*Material provided*:
****************

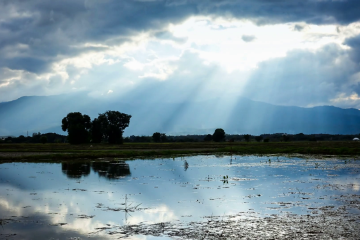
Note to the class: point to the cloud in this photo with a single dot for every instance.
(52, 31)
(248, 38)
(128, 46)
(304, 78)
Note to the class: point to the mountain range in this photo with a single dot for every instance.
(236, 116)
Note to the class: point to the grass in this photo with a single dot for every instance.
(61, 151)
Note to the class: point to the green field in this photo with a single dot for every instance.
(62, 151)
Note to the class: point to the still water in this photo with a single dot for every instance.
(93, 199)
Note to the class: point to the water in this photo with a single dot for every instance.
(96, 199)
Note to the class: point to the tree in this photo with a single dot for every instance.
(247, 137)
(113, 124)
(78, 126)
(219, 135)
(208, 138)
(96, 131)
(157, 137)
(43, 139)
(163, 137)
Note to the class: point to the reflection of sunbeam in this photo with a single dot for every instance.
(39, 218)
(161, 213)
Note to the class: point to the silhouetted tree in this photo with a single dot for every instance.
(219, 135)
(96, 131)
(208, 138)
(286, 138)
(247, 137)
(78, 126)
(163, 137)
(157, 137)
(113, 124)
(43, 139)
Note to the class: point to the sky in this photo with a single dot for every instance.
(300, 52)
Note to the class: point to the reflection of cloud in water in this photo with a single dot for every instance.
(45, 223)
(109, 170)
(158, 214)
(44, 213)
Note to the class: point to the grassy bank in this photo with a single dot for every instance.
(52, 152)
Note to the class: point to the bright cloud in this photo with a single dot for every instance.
(202, 47)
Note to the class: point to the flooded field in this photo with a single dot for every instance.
(198, 197)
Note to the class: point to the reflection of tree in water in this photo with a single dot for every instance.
(186, 165)
(75, 170)
(111, 170)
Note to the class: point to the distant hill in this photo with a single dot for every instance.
(236, 116)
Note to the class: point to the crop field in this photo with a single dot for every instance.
(63, 151)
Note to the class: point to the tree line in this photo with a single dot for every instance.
(108, 127)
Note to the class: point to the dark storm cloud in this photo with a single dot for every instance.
(51, 29)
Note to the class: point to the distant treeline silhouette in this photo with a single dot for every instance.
(108, 127)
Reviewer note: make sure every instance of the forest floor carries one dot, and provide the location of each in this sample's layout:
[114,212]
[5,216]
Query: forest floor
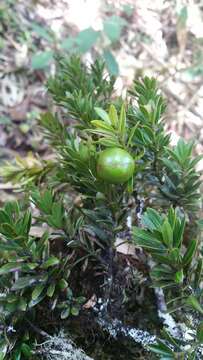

****************

*Aim of the task*: Locate each row above that contains the word "forest", matching case exactly, and copy every such line in full.

*Full solution*:
Reviewer note: make sure every instance of the forest floor carries one dot, and provide the location of each in this sample's layout:
Query: forest floor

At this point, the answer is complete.